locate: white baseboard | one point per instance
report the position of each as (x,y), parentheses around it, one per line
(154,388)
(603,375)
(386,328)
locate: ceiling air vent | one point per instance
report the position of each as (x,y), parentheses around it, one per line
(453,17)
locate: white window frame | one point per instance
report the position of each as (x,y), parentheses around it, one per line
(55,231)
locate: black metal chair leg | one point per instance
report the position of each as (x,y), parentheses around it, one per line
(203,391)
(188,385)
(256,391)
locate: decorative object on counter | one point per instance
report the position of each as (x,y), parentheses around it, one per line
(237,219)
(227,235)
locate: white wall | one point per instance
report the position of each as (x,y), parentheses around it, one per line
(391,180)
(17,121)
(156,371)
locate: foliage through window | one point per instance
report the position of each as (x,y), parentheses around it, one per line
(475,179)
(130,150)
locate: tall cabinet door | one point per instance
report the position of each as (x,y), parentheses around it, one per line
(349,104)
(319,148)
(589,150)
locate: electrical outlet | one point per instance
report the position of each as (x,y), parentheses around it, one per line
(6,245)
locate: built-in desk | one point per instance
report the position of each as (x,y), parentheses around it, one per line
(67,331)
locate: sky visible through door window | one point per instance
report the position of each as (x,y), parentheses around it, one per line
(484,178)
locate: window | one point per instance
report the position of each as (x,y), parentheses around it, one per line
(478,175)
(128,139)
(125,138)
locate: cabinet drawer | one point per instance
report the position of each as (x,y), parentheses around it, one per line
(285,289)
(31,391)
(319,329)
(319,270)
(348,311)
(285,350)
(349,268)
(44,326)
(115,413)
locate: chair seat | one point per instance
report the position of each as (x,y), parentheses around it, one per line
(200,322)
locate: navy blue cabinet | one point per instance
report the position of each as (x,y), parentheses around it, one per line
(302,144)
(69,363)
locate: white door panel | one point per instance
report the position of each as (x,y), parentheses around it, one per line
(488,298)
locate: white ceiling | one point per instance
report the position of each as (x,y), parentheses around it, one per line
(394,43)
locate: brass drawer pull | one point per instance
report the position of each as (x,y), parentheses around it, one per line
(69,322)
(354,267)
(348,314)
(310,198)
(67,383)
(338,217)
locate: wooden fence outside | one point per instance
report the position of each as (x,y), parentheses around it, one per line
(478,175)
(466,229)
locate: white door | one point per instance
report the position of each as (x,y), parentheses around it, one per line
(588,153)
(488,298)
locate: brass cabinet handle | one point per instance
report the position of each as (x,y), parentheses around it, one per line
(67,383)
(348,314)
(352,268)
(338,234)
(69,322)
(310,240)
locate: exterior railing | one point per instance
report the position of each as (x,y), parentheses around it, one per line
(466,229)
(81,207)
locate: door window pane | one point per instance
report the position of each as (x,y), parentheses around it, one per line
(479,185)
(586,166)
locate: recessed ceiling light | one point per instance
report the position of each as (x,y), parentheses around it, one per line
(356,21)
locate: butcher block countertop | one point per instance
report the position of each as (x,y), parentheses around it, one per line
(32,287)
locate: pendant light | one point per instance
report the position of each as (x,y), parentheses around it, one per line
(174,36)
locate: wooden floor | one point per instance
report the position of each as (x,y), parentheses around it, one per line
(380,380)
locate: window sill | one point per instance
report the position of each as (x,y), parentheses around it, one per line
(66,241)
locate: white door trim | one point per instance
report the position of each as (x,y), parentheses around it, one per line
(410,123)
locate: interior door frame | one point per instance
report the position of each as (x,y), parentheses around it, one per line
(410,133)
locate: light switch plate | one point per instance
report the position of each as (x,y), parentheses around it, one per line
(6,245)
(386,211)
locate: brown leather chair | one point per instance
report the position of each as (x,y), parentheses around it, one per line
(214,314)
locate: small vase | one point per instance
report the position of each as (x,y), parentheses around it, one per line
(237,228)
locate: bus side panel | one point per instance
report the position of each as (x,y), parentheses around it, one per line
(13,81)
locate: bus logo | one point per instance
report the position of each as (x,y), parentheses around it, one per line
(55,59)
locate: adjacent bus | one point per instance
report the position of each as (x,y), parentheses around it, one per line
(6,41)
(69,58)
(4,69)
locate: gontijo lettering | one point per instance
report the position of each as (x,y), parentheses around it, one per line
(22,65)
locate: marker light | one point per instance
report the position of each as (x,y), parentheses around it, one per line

• • • • •

Task
Can you quote all of the material above, line for line and word for word?

Expected answer
locate: white baseboard | one point per instance
report the position of each as (x,y), parentheses around it, one per line
(154,388)
(603,375)
(386,328)
locate: ceiling air vent | one point per instance
report the position of each as (x,y), parentheses around it, one per line
(453,17)
locate: white window frame | one point per instance
report the position of each as (x,y), parentheses around it, one per line
(55,231)
locate: black metal chair leg | one point per instance
report the position of each as (x,y), parentheses around it, one per line
(203,391)
(188,385)
(256,391)
locate: decorative object on counter | one point per instance
report the position of each as (x,y), parentheses around it, one per line
(237,219)
(227,235)
locate: white wall | one point per instance
report the position of each as (x,y), parentheses around it, one per line
(391,180)
(17,121)
(156,371)
locate: foliage through window | one point per instance
report the position of each as (x,y), parentheses around it, one per line
(475,179)
(130,150)
locate: tall cabinet door | one point per instance
report the position of each as (x,y), parentheses around it, one per line
(349,104)
(319,148)
(589,150)
locate: electrical outlet | one point per instance
report the position of each as (x,y), parentheses around it, one per line
(6,245)
locate: built-in desk | one point per instance
report the position of each as (x,y), parentheses around it, one per line
(67,331)
locate: sky visible through door window | one point per instance
report the position of each as (x,y), parentheses around it, one per line
(484,178)
locate: window | one point per instance
report the position of each as (x,y), parentheses around it, one per line
(478,175)
(128,139)
(125,138)
locate: cabinet drawer | one point per instance
report the position of each as (x,y), parentheses around it, one per line
(285,289)
(31,391)
(319,329)
(319,270)
(348,311)
(285,350)
(349,268)
(44,326)
(115,413)
locate: chair seat | one point per instance
report the position of each as (x,y), parentheses around it, one per line
(200,322)
locate: navy blue cabinet | one point per instance
report the position of each as (x,y), parentheses around it, one per line
(302,144)
(69,363)
locate: white door panel | one point per instance
report the position of each as (x,y), parentheses around it, one per line
(488,298)
locate: white ceiling | one point per instance
report the position of each as (x,y), parentheses around it, one per line
(394,43)
locate: brass drawer pull | one point per instance
report the position of each as (x,y), parentheses around it, one per line
(69,322)
(354,267)
(348,314)
(310,198)
(67,383)
(338,217)
locate: wooden fence outside | one point per instance
report the position of each as (x,y), parentheses around it, one per line
(478,175)
(466,229)
locate: white door | one point per instance
report the position of each as (x,y), parentheses around it, one per line
(588,153)
(488,298)
locate: brass cabinet handle | one point per instance
report the position of each as (x,y), parentheses around it, one per line
(67,383)
(348,314)
(352,268)
(338,234)
(69,322)
(310,240)
locate: exterior railing | one point per instance
report the position of each as (x,y), parentheses around it, one per line
(466,229)
(81,207)
locate: door window pane | one point per instance
report the position of each as (x,y), parentheses around it, one per line
(479,185)
(586,166)
locate: recessed ceiling light | one point per instance
report the position of each as (x,y), parentheses around it, one per line
(356,21)
locate: butcher block countertop | one point per instance
report the position of each as (x,y), parentheses around it, one per line
(32,287)
locate: pendant light | one point per instance
report the position of each as (x,y), parentheses around it, one per line
(174,36)
locate: wooden floor | one point per instance
report the position of each as (x,y), parentheses around it, one per line
(380,380)
locate: window sill | one point per instance
report the position of each as (x,y), parentheses around it, one per line
(66,241)
locate: white door trim | one point per instance
report the position of each as (x,y), parentheses around it, one per line
(410,123)
locate: interior door frame | one point per instance
report the position of each as (x,y), parentheses around it, one per line
(410,133)
locate: light switch plate | one point per instance
report the position of each as (x,y), parentheses around it, one per line
(6,245)
(386,211)
locate: brown leather chair | one point per instance
report the position of each as (x,y), parentheses around it, one per line
(214,314)
locate: small vase | one point per instance
report the position of each as (x,y), parentheses around it, one per line
(237,228)
locate: bus side panel | one point per instance
report the position of each as (x,y), parentheses around it, one per line
(13,81)
locate: bus logo | one point per instance
report the position of each as (x,y), parentheses around it, one per line
(55,59)
locate: adjacent bus | one point per instance
report the position of each as (x,y), parentheses around it, one per line
(6,41)
(69,58)
(4,69)
locate: gontijo lettering | one point per instance
report the position of each as (x,y), parentheses around it, one per line
(22,65)
locate: marker light | one point per instance
report the position of each as (x,y), parentheses around it, one per line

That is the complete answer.